What you are asked to do = Can you rewrite every line of the data below as a JSON list of strings, one string per line, with blank lines left out?

# Start of Recorded information

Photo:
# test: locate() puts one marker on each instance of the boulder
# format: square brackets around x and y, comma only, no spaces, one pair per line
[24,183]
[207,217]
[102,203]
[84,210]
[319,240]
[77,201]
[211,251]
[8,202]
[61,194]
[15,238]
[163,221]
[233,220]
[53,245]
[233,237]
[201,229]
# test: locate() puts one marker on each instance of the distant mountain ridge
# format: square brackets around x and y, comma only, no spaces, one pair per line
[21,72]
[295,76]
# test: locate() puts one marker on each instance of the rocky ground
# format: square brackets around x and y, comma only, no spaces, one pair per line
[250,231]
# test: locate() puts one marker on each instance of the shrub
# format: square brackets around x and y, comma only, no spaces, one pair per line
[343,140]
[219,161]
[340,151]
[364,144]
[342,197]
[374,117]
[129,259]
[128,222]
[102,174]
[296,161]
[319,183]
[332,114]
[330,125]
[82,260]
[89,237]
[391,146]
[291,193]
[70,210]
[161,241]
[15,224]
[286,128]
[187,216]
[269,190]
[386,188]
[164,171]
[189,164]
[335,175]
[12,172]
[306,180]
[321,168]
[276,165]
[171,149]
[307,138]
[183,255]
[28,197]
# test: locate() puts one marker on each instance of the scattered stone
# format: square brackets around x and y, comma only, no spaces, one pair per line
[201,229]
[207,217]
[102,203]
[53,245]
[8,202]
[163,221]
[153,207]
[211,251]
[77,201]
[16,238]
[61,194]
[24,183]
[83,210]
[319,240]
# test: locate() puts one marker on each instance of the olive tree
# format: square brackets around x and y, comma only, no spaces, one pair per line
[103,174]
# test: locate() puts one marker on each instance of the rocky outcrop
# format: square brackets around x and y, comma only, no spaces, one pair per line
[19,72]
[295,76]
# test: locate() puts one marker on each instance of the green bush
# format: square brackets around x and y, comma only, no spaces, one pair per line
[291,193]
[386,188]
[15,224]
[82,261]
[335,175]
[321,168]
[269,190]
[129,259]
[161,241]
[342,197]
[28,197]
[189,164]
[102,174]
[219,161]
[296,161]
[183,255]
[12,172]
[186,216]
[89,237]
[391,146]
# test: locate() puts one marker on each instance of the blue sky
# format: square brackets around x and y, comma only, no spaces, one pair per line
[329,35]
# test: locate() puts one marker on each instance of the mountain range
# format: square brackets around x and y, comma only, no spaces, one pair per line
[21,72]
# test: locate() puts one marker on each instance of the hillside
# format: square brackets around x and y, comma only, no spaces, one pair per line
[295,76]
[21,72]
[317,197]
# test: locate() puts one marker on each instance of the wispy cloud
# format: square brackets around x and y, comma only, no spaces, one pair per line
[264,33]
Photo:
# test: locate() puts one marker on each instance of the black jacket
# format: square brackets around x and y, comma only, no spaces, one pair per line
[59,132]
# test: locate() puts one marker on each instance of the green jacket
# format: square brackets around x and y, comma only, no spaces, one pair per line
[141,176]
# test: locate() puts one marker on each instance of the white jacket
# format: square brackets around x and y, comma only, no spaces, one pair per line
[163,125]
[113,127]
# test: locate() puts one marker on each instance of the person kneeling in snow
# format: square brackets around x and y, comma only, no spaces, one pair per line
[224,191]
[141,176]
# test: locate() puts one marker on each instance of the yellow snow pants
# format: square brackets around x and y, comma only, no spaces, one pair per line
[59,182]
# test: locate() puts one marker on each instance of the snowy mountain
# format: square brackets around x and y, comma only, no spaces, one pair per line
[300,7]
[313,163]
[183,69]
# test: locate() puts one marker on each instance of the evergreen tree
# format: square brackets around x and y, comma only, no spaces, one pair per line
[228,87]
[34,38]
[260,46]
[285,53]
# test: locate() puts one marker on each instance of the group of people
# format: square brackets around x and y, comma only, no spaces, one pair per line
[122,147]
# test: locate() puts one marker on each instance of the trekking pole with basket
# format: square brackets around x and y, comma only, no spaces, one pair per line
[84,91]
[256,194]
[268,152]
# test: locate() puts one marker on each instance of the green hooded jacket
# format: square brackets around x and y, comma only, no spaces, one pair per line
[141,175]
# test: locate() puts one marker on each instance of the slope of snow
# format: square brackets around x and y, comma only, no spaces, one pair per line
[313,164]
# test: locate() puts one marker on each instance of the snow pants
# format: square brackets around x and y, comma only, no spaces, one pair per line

# End of Recorded information

Answer below =
[
  "Photo:",
  "# test: locate() puts one marker on each instance of the boulder",
  "# format: square brackets around x and y, comma only, no spaces, one pair per line",
  "[24,183]",
  "[207,217]",
  "[102,203]",
  "[84,210]",
  "[319,240]",
  "[77,201]",
  "[211,251]",
  "[8,202]",
  "[61,194]",
  "[15,238]",
  "[163,221]",
  "[233,220]",
  "[53,245]",
  "[233,237]",
  "[201,229]",
  "# test: locate() puts one marker on each instance of the distant mountain ridge",
  "# format: square brackets around x and y, comma only, no spaces, one pair per line",
  "[21,72]",
  "[295,76]",
  "# test: locate() puts one marker on each instance of the rocky ground",
  "# format: square brackets around x and y, comma only, no spaces, one pair per line",
  "[250,231]",
  "# test: locate() puts one marker on each instance of the shrub",
  "# format: square brackets around x and y, comma only, no spaces, one pair per line",
  "[343,140]",
  "[219,161]",
  "[340,151]",
  "[364,144]",
  "[342,197]",
  "[374,117]",
  "[129,259]",
  "[128,222]",
  "[102,174]",
  "[296,161]",
  "[319,183]",
  "[332,114]",
  "[330,125]",
  "[82,260]",
  "[89,237]",
  "[391,146]",
  "[291,193]",
  "[70,210]",
  "[161,241]",
  "[15,224]",
  "[286,128]",
  "[187,216]",
  "[269,190]",
  "[386,188]",
  "[164,171]",
  "[189,164]",
  "[335,175]",
  "[12,172]",
  "[306,180]",
  "[321,168]",
  "[276,165]",
  "[171,149]",
  "[307,138]",
  "[183,255]",
  "[28,197]",
  "# test: locate() puts one marker on each instance of the scattered stone",
  "# format: square brackets around x and y, comma only, no spaces, one pair per line",
  "[201,229]",
  "[207,217]",
  "[102,203]",
  "[53,245]",
  "[8,202]",
  "[163,221]",
  "[153,207]",
  "[211,251]",
  "[77,201]",
  "[16,238]",
  "[61,194]",
  "[24,183]",
  "[83,210]",
  "[319,240]",
  "# test: locate() puts one marker on each instance of the olive tree",
  "# format: square brackets around x and y, comma only, no spaces, one pair per line",
  "[103,174]",
  "# test: locate() puts one marker on each instance of the rocky outcrop",
  "# format: square brackets around x and y, comma only, no spaces, one pair per line",
  "[19,72]",
  "[295,76]",
  "# test: locate() puts one marker on each instance of the green bush",
  "# format: square brackets around x and y, comma only, no spaces, one pair per line",
  "[291,193]",
  "[386,188]",
  "[15,224]",
  "[82,261]",
  "[335,175]",
  "[321,168]",
  "[269,190]",
  "[129,259]",
  "[161,241]",
  "[342,197]",
  "[28,197]",
  "[189,164]",
  "[102,174]",
  "[219,161]",
  "[296,161]",
  "[183,255]",
  "[12,172]",
  "[186,216]",
  "[89,237]",
  "[391,146]",
  "# test: locate() puts one marker on each instance of the blue sky",
  "# format: square brackets around x and y, comma only, no spaces, one pair per line",
  "[329,35]",
  "# test: locate() puts one marker on each instance of the mountain range",
  "# format: square brackets around x and y, comma only, no spaces, one pair per line",
  "[21,72]",
  "# test: locate() puts one marker on each instance of the hillside",
  "# format: square brackets around x and y, comma only, no spaces, one pair per line",
  "[295,76]",
  "[21,72]",
  "[317,197]",
  "# test: locate() puts one marker on each instance of the wispy cloud",
  "# format: square brackets around x and y, comma only, no spaces, one pair per line",
  "[264,33]",
  "Photo:",
  "# test: locate() puts one marker on each instance of the black jacket",
  "# format: square brackets around x and y, comma only, no spaces, one pair per line",
  "[59,132]",
  "# test: locate() puts one marker on each instance of the green jacket",
  "# format: square brackets around x and y, comma only, no spaces, one pair per line",
  "[141,176]",
  "# test: locate() puts one marker on each instance of the white jacket",
  "# format: square brackets around x and y, comma only, no spaces, one pair per line",
  "[163,125]",
  "[113,127]",
  "# test: locate() puts one marker on each instance of the person kneeling in snow",
  "# format: square brackets around x and y, comma only, no spaces, one pair per line",
  "[224,191]",
  "[141,176]",
  "# test: locate() puts one marker on each instance of the yellow snow pants",
  "# format: square brackets around x and y, comma only, no spaces, one pair per line",
  "[59,182]",
  "# test: locate() puts one marker on each instance of the snowy mountain",
  "# format: square brackets around x and y, comma only, no spaces, one pair per line",
  "[300,7]",
  "[313,163]",
  "[183,69]",
  "# test: locate() puts one marker on each instance of the evergreen tree",
  "# format: square brackets around x and y, comma only, no spaces, one pair per line",
  "[228,87]",
  "[34,38]",
  "[260,46]",
  "[285,53]",
  "# test: locate() puts one marker on each instance of the group of people",
  "# format: square brackets around x and y, comma only, no spaces, one pair per line",
  "[122,147]",
  "# test: locate() puts one marker on each instance of the trekking pole with basket",
  "# format: square brackets around x and y, comma only, no spaces, one pair per line",
  "[84,91]",
  "[256,194]",
  "[268,152]",
  "# test: locate() puts one marker on each instance of the green hooded jacket",
  "# format: square brackets around x and y, comma only, no spaces, one pair per line",
  "[141,175]",
  "# test: locate() puts one marker on each instance of the slope of snow",
  "# format: square brackets around x and y, comma only, no spaces, one pair per line",
  "[313,164]",
  "# test: locate() puts one marker on each instance of the snow pants",
  "# format: square brackets around x and y, comma only, no spaces, one pair per line"
]